Selected extract
=====

Monday, 12 May 2014

People Struggle To Comprehend All Free

My explanation of the Hawking Fallacy was published via Singularity Weblog on 10 May 2014. Below is one of my comments in response to one person struggling to comprehend how everything will be free.

I think the decreasing price of aluminium, computers, phones, and data storage are good demonstrations of how technology reduces price in the direction of free. The many free services on the Web are also good examples. Legally people can watch free videos, listen to free music, download various free operating systems (Linux), download free word processing software (Libre Office), or free image manipulation software (GIMP).

Going back to the issue of aluminium. I stated in another comment: I love how Peter Diamandis (and Steve Kotler) used a simulation of aluminium for the book cover Abundance. Someone should give him, them, a Nobel prize for that. The point is in the 1840s aluminium was more expensive than gold or platinum but in the year 2014 I throw sheets of it away each week after cooking.

=====

Assigned task 1
Translate this sentence from the blog post about everything becoming free into Spanish: "The many free services on the Web are also good examples."
Assigned task 2
According to the blog post about everything becoming free, what two metals was aluminium more expensive than in the 1840s?
Assigned task 3
In the blog post about everything becoming free, rewrite the passage starting with "People Struggle To" and going on through "manipulation software (GIMP).", with "phones" changed to "tablets".

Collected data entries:
=====

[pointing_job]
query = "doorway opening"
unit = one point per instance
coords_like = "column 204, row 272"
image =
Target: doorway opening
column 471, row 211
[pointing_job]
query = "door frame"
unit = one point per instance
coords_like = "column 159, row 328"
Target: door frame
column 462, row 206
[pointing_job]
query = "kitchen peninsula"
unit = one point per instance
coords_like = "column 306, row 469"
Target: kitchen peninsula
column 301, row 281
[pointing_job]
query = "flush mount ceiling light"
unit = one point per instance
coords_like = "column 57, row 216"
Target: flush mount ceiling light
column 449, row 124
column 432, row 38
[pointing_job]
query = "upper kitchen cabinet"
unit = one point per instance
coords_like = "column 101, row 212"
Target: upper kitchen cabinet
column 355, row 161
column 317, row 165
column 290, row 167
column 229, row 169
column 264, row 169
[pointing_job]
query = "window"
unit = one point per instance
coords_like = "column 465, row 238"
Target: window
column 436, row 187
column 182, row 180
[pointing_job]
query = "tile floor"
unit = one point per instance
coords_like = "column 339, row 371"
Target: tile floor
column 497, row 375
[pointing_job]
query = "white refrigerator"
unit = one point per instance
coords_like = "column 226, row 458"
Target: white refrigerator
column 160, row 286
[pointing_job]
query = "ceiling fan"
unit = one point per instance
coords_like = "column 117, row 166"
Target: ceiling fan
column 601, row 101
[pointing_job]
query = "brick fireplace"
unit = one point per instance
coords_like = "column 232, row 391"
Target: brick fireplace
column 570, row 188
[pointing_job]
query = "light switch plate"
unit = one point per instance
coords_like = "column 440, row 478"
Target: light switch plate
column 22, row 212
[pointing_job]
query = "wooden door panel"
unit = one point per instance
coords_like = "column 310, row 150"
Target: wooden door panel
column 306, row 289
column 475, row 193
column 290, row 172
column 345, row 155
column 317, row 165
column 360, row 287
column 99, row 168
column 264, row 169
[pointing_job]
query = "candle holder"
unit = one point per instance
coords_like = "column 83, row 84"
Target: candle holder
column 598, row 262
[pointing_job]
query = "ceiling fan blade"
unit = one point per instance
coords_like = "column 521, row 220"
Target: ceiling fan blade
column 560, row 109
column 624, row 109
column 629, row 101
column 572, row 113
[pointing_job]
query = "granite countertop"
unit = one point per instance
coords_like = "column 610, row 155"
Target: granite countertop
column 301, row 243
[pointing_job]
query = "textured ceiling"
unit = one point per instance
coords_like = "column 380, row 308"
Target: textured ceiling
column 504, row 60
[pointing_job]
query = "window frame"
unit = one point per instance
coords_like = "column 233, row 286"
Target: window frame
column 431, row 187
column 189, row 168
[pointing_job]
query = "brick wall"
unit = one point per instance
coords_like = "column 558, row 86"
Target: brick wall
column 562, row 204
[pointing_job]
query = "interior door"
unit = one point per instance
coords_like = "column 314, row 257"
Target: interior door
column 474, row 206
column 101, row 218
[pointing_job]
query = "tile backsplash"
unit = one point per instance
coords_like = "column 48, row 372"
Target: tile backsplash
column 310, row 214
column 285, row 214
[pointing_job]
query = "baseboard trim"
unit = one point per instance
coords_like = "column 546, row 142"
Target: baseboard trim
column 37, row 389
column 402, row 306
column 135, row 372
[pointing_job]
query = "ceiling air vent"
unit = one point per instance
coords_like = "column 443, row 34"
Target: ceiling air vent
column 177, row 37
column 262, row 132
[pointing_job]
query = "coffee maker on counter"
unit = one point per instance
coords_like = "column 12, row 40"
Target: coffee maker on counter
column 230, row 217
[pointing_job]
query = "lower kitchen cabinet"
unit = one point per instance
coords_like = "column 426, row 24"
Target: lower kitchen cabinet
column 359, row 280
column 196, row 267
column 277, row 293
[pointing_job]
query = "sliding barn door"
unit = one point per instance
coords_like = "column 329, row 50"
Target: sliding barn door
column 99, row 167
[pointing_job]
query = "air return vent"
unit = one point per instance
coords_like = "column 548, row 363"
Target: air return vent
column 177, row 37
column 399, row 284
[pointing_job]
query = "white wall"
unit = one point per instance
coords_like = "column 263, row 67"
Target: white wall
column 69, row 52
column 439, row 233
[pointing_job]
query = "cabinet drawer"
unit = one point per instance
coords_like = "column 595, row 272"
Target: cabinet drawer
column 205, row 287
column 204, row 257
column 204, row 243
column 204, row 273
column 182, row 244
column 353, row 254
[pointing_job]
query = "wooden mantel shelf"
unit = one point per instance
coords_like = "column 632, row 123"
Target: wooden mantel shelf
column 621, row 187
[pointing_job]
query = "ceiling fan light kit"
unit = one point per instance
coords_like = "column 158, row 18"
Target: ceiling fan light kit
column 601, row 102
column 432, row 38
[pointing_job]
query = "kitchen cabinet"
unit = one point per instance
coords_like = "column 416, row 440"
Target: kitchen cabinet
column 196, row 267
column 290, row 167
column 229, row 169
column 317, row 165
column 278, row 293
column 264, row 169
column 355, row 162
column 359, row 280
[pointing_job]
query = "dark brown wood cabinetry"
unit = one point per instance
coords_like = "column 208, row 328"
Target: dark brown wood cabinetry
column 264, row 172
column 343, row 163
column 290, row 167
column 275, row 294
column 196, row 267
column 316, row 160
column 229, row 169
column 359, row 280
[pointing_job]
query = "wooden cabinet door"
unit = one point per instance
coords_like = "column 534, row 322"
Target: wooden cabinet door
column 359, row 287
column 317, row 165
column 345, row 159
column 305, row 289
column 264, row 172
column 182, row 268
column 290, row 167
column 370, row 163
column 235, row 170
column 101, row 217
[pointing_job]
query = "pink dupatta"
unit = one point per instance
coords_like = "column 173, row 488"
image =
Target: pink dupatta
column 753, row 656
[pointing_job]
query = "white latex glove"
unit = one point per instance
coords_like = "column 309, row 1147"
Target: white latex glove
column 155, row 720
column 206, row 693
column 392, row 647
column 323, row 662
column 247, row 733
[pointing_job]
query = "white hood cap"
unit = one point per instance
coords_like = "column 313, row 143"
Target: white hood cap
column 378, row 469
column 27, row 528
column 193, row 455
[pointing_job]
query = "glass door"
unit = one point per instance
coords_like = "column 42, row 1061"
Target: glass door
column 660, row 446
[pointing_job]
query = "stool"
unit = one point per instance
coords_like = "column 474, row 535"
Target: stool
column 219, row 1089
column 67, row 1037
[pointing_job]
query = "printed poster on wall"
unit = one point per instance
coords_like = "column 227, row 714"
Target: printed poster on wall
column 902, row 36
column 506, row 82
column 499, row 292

=====

Result 1
Los numerosos servicios gratuitos de la Web también son buenos ejemplos.

Result 2
Gold and platinum.

Result 3
People Struggle To Comprehend All Free

My explanation of the Hawking Fallacy was published via Singularity Weblog on 10 May 2014. Below is one of my comments in response to one person struggling to comprehend how everything will be free.

I think the decreasing price of aluminium, computers, tablets, and data storage are good demonstrations of how technology reduces price in the direction of free. The many free services on the Web are also good examples. Legally people can watch free videos, listen to free music, download various free operating systems (Linux), download free word processing software (Libre Office), or free image manipulation software (GIMP).